→ **Short exercise 1**
Pull out everything in the Esther Williams hair tutorial from "In the 1940s" down to "her underwater dance.", copying it word for word.

→ **Page**
┄┄┄┄┄┄┄┄┄┄
There has been no one better at looking beautiful poolside than Esther Williams.
In the 1940s and 1950s, featured in movies that showcased lavish swimming scenes with underwater chorus girls and diving acrobatics, Williams was famous for her beautiful swimming skills. And her hair was carefully styled so that it would not move an inch as she did her underwater dance.
With many girls getting their suitcases ready for Viva Las Vegas and the temperature outside heating up, I thought it was time to devote some hair tips to lovely Esther. I love swimming and when I am poolside, I want a hairstyle that looks vintage fab, but also will not disintegrate if it gets a little wet. It was my goal to make these tutorials accessible to any skill level.
Esther Williams’ underwater hairstyles often incorporated hair pieces like thick braids that were not her own hair. It gave bulk to a hairstyle that would otherwise shrink when it got wet. Often times, the hairstylists would style her hair “wet” so they had a better idea what it would look like when she went underwater.
For this tutorial, I am getting my inspiration from this look, which I think is from the 1949 movie Neptune’s Daughter. You can watch a trailer of the movie here… or you can rent and watch the whole thing here…
Everything about this look is beautiful. I love the simple elegance of the color coordinated suit, scarf and lips. There are definitely some hair additions intertwined with the scarf. Not every girl has hair pieces to copy this, so I have put together a tutorial with s similar look that doesn’t need extra pieces. If you don’t think your hair is long enough to do this, check out my other Esther Williams inspired poolside look here.
This hairstyle gets all of your hair up and away and safer from getting wet and you can coordinate your scarf to your suit! And with the back being flat against the head you can easily lounge back to tan without crushing your hair.
Supplies/Tools you will need:
- ponytail holders
- grip bobby pins
- long, thin scarf (the longer the better)
Section out a 3×3 inch piece of hair at one side of the head and clip it out of the way for future use.
Section a 2 inch wide by 1 inch deep section out of the front fringe area.
Back comb this piece at the base.
Smooth the hair back and to the side away from the section in Step 1.
┄┄┄┄┄┄┄┄┄┄
→ **Data in this exercise**
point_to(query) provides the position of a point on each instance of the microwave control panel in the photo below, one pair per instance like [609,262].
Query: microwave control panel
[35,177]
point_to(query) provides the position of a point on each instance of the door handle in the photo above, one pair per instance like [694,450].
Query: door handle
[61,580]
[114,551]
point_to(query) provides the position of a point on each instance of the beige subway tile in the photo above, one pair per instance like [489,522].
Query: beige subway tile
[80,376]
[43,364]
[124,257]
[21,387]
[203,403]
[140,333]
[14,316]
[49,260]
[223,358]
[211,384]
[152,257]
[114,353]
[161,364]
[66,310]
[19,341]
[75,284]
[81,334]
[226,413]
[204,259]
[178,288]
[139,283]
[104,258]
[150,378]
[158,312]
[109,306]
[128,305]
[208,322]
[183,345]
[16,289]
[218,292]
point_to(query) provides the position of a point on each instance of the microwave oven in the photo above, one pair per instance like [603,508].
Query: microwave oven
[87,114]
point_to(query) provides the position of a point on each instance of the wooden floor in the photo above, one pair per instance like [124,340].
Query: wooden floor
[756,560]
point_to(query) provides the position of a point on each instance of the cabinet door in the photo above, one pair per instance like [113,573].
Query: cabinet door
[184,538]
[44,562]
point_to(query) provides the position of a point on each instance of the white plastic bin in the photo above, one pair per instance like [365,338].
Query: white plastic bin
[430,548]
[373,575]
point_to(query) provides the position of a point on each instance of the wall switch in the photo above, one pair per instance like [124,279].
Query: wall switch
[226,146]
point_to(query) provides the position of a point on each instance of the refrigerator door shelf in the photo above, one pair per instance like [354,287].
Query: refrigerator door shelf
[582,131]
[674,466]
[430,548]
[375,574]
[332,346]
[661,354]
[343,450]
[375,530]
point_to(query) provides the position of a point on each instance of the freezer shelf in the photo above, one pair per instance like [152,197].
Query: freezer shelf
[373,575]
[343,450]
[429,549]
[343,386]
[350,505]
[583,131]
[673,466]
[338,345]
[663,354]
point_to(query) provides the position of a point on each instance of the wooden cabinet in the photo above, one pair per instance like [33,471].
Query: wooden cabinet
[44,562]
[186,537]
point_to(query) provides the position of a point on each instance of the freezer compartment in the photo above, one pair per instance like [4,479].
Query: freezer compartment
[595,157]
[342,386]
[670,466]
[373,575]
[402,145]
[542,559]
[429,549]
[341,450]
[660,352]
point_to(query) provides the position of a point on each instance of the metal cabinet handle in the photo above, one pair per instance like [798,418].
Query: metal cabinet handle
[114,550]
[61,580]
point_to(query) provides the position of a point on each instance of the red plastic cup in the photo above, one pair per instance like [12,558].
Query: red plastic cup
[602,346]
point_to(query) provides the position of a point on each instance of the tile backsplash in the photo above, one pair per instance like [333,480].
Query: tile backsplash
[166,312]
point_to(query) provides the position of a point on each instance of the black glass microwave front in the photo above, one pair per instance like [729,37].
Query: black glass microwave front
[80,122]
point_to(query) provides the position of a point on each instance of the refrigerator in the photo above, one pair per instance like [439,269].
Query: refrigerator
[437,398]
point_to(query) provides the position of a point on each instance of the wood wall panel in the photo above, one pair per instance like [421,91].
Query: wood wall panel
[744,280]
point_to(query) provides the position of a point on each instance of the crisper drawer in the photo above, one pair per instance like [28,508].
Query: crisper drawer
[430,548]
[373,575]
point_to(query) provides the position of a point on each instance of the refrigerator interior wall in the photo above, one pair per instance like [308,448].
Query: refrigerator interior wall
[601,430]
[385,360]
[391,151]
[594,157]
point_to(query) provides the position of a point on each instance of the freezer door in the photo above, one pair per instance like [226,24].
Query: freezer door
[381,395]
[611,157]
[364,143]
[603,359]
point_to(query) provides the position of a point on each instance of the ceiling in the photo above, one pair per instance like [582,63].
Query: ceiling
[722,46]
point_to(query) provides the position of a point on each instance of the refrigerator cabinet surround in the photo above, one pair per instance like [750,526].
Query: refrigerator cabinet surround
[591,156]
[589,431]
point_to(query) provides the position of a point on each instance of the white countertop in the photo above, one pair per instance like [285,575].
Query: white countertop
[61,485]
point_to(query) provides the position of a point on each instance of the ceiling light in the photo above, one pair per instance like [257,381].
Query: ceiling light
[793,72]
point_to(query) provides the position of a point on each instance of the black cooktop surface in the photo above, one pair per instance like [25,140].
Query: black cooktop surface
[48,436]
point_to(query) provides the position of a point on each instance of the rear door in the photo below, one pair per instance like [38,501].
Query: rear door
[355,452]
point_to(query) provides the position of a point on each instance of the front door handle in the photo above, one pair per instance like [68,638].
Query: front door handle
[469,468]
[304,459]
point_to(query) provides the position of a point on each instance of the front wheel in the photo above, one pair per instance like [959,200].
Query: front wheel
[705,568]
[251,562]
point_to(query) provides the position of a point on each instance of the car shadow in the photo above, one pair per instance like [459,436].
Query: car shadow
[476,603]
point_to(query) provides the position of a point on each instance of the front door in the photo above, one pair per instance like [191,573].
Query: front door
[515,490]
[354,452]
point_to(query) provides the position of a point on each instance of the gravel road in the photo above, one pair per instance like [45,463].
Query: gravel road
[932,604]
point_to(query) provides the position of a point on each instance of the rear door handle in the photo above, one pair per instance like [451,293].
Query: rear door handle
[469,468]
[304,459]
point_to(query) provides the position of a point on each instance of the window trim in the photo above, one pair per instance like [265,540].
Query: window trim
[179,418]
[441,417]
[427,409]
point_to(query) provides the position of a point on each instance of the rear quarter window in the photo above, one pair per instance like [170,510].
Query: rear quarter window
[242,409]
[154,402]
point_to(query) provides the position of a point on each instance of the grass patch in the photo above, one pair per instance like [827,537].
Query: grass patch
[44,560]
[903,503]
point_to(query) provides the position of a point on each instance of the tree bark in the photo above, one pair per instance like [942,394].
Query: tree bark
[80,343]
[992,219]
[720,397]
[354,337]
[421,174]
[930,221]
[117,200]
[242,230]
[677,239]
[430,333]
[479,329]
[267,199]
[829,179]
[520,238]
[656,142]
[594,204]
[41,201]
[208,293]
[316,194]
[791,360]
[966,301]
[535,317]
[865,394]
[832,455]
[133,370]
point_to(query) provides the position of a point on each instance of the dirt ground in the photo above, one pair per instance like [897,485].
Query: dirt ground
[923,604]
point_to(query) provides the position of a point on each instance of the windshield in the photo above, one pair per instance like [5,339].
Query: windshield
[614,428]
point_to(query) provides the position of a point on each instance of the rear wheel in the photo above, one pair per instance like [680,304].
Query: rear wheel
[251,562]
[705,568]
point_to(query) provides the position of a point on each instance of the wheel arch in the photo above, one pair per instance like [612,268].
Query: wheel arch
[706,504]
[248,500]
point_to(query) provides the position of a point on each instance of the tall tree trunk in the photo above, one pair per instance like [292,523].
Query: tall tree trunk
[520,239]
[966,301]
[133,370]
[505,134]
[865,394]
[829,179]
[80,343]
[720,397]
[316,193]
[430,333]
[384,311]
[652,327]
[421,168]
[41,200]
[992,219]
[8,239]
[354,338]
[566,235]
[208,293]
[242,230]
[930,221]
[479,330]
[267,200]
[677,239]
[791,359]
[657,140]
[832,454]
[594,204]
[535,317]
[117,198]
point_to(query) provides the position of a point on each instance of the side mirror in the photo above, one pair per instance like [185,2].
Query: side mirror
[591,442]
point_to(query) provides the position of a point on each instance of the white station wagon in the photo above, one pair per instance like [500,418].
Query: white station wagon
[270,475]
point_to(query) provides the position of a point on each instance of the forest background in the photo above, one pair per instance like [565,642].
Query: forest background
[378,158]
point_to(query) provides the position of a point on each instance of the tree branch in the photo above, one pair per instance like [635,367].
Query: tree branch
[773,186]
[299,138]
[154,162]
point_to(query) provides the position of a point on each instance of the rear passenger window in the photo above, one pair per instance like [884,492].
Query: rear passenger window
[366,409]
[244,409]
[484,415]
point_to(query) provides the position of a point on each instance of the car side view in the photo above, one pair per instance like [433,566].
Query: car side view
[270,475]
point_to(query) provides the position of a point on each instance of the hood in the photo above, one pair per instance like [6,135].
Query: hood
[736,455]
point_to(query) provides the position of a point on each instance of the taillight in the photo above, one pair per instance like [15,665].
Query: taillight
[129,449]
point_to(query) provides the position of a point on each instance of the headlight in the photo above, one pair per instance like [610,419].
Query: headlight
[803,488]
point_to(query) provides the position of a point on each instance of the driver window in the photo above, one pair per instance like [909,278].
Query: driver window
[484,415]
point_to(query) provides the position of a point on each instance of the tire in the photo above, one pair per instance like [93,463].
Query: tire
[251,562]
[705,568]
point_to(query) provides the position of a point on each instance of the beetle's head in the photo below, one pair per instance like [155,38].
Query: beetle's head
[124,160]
┄┄┄┄┄┄┄┄┄┄
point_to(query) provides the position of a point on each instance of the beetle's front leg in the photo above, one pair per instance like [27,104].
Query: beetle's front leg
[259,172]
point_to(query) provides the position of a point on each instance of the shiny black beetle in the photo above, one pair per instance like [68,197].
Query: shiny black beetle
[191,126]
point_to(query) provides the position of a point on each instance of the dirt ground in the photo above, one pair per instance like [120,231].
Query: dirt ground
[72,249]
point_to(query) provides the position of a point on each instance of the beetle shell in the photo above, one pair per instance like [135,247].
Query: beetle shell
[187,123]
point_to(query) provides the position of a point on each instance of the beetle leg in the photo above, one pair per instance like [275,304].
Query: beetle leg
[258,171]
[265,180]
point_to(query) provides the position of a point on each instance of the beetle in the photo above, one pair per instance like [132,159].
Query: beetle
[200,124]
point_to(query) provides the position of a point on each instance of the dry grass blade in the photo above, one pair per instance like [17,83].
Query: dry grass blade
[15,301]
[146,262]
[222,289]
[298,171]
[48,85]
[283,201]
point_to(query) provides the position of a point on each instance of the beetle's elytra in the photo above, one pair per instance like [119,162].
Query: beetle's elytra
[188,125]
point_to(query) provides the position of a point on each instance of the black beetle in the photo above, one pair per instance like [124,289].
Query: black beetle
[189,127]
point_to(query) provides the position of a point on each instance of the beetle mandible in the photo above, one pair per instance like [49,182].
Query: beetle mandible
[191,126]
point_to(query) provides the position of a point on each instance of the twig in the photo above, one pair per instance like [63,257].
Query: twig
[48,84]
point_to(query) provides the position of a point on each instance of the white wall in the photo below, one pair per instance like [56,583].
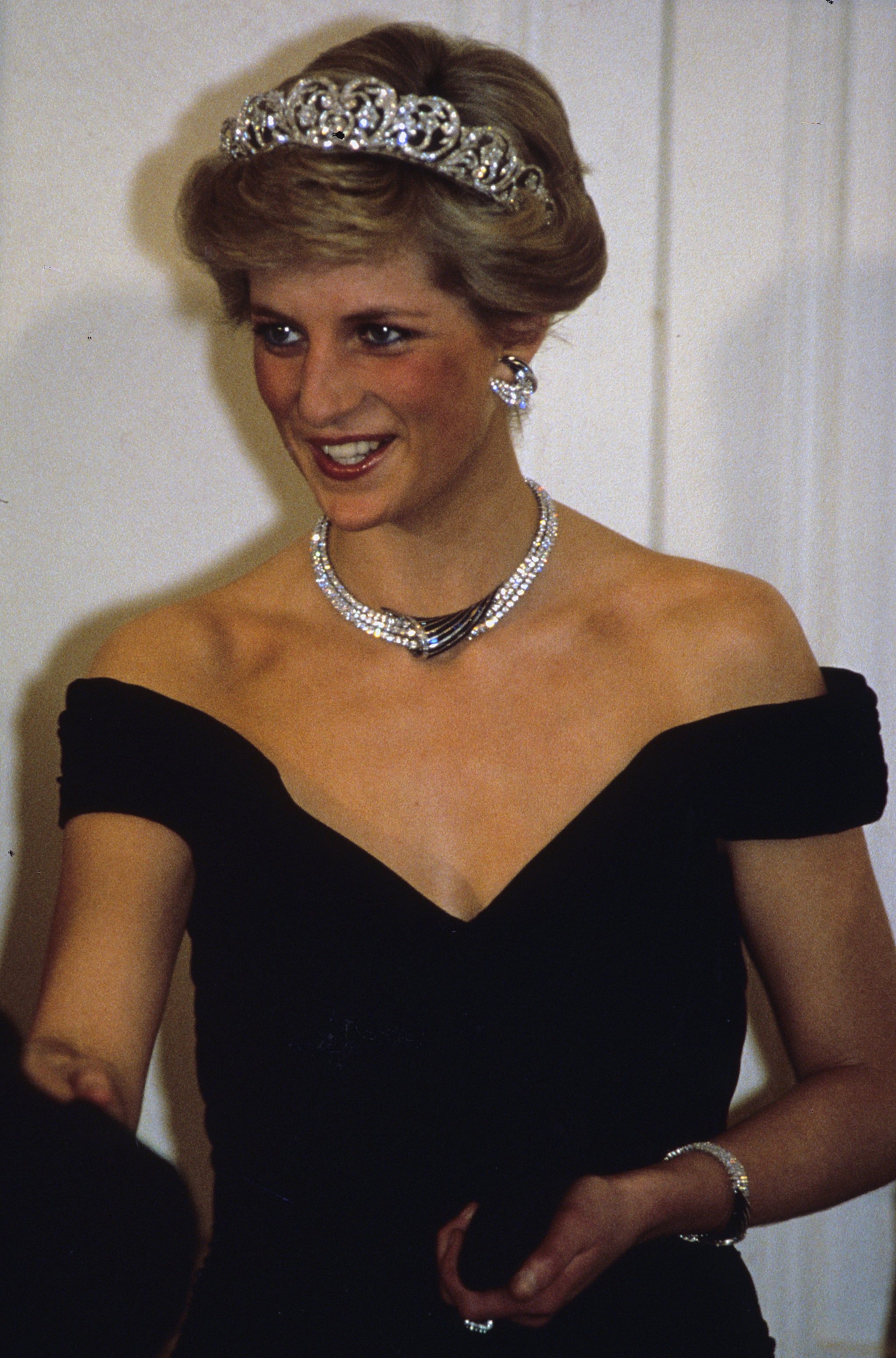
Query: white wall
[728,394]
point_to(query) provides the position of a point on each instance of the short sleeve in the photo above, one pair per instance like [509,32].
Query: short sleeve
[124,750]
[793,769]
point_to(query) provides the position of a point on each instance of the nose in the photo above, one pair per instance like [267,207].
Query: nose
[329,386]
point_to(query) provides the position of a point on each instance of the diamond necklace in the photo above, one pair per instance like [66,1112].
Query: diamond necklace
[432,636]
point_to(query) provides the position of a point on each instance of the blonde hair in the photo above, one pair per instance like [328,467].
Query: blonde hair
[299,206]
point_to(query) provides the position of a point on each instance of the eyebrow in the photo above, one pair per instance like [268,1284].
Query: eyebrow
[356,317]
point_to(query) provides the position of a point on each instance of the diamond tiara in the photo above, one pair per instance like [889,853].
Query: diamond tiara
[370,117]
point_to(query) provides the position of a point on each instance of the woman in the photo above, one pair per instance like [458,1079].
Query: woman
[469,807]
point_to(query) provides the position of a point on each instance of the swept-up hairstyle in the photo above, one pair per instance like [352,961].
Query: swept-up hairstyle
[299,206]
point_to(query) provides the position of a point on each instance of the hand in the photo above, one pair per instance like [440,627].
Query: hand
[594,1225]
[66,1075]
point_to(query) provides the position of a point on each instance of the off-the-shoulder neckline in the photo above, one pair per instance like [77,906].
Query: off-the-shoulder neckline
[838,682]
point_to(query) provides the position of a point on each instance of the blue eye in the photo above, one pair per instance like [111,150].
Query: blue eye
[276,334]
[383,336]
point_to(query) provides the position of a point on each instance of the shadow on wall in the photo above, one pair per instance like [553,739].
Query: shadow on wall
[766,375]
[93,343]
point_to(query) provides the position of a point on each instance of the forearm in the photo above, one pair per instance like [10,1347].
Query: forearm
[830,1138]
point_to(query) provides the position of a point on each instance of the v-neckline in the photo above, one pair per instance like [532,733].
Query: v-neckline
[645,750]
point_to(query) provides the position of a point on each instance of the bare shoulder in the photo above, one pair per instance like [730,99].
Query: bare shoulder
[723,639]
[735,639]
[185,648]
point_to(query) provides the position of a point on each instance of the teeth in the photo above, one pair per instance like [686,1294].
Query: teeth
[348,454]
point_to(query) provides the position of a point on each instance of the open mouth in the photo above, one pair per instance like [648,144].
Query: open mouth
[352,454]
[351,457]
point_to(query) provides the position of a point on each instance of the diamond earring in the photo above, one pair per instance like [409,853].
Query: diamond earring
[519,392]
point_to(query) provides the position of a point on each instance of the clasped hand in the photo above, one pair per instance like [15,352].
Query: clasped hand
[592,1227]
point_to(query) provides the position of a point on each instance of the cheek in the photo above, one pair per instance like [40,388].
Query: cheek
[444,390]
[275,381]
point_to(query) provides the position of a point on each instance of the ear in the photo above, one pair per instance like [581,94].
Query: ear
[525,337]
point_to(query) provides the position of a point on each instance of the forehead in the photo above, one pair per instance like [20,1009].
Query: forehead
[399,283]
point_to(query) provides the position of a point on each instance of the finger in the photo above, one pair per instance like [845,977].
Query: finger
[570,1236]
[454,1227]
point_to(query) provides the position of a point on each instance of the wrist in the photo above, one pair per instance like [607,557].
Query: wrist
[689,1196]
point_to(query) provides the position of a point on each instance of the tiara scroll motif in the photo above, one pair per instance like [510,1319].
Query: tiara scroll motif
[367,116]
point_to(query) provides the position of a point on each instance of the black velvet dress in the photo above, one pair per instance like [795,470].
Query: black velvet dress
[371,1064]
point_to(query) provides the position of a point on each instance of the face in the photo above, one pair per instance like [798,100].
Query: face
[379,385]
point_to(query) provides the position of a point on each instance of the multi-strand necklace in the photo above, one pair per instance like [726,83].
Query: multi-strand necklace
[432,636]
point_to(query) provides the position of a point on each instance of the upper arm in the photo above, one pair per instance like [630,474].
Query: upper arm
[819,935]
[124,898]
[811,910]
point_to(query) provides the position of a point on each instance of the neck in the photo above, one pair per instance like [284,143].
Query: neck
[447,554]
┄┄┄┄┄┄┄┄┄┄
→ **Short exercise 2**
Find every line in the records that contains the string "taillight" and copy each one. Case counts.

→ **Full response 1**
In the 1940s and 1950s, featured in movies that showcased lavish swimming scenes with underwater chorus girls and diving acrobatics, Williams was famous for her beautiful swimming skills. And her hair was carefully styled so that it would not move an inch as she did her underwater dance.

→ **Full response 2**
point_to(query) provides the position of a point on each instance of the taillight in the photo above, one pair per instance like [15,665].
Query: taillight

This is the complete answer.